> [EXERCISE MATERIAL]:

----------

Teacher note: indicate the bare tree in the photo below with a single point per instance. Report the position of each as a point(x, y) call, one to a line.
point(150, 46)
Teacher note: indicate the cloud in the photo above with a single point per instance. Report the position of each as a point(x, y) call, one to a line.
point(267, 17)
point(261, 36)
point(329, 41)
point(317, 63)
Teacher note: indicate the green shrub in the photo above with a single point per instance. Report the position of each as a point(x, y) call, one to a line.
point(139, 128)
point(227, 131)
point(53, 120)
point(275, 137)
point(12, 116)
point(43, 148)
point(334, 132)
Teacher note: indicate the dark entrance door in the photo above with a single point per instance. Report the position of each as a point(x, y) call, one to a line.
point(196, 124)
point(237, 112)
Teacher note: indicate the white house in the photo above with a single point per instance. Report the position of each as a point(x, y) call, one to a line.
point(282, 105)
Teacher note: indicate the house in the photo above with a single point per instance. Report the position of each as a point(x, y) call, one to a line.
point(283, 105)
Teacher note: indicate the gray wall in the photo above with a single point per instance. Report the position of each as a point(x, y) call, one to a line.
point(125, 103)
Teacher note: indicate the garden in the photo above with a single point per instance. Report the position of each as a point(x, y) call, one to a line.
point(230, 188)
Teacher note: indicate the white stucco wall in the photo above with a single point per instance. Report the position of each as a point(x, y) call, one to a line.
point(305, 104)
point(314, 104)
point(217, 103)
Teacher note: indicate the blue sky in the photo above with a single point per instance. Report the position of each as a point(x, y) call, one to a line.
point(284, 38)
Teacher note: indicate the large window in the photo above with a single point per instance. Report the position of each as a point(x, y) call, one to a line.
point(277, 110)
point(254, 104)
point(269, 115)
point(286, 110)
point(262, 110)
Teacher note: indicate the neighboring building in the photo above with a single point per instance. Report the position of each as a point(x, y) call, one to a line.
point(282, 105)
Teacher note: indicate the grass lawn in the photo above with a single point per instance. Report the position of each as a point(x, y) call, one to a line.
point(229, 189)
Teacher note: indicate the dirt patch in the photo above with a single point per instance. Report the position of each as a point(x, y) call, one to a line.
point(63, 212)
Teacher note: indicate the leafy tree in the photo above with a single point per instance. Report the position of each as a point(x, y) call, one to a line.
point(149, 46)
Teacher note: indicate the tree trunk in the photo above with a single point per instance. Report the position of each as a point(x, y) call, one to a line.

----------

> [PROBLEM]: Retype the material word for word. Add nothing to it.

> [FINISHED TASK]:
Teacher note: indicate the bare tree in the photo below with a single point per instance. Report the position of each as a point(x, y) call, one to a line.
point(150, 46)
Teacher note: indicate the cloud in the photo above with a single point per instance. Report the position of each as a point(x, y) call, one to a line.
point(267, 17)
point(261, 36)
point(329, 41)
point(317, 63)
Teacher note: indicate the green shrub in the photo above with a single point per instance. Report the position of each as a point(x, y) call, one to a line.
point(139, 128)
point(227, 131)
point(53, 120)
point(275, 137)
point(12, 116)
point(43, 148)
point(334, 132)
Teacher note: indicate the dark entrance door in the photo above with a single point per instance. Report the position of each as a point(x, y) call, one to a line.
point(196, 124)
point(237, 112)
Teacher note: indicate the white house in the photo above with a single point per instance. Report the position of each as a point(x, y) call, one to a line.
point(282, 105)
Teacher note: indicate the house in the photo above with a single point per instance. Report the position of each as a point(x, y) call, one to a line.
point(283, 105)
Teacher note: indicate the gray wall in the photo above with a single point per instance. Report the position of each as a point(x, y) call, one to a line.
point(125, 103)
Teacher note: indicate the garden in the photo above with a single point per instance. Report the position of each as a point(x, y) call, one to a line.
point(230, 188)
Teacher note: indicate the white stucco wall in the photo above with a single point per instance. Report the position of each as a point(x, y) call, one to a line.
point(305, 104)
point(314, 104)
point(217, 103)
Teacher note: indicate the blue sky in the photo above with a single point per instance. Report the position of each as a point(x, y) call, one to a line.
point(284, 38)
Teacher note: indicate the large window in the photo above with a single point per instance. Report the position of each as a point(x, y) call, one to a line.
point(277, 110)
point(254, 104)
point(269, 115)
point(286, 110)
point(262, 110)
Teacher note: indicate the neighboring building in the photo above with a single point per instance. Report the position of each as a point(x, y) call, one to a line.
point(282, 105)
Teacher note: indicate the grass lawn in the photo above with a single point per instance. Report the position of each as a point(x, y) call, one to a line.
point(229, 189)
Teacher note: indicate the dirt patch in the photo above with a single point per instance. Report the position of each as a point(x, y) call, one to a line.
point(63, 212)
Teacher note: indicate the leafy tree in the photo above with a single point per instance. Report the position of each as a point(x, y) call, one to a line.
point(149, 46)
Teacher note: indicate the tree trunk in the photo above with a single point per instance. Report the position of each as a point(x, y) call, one to a line.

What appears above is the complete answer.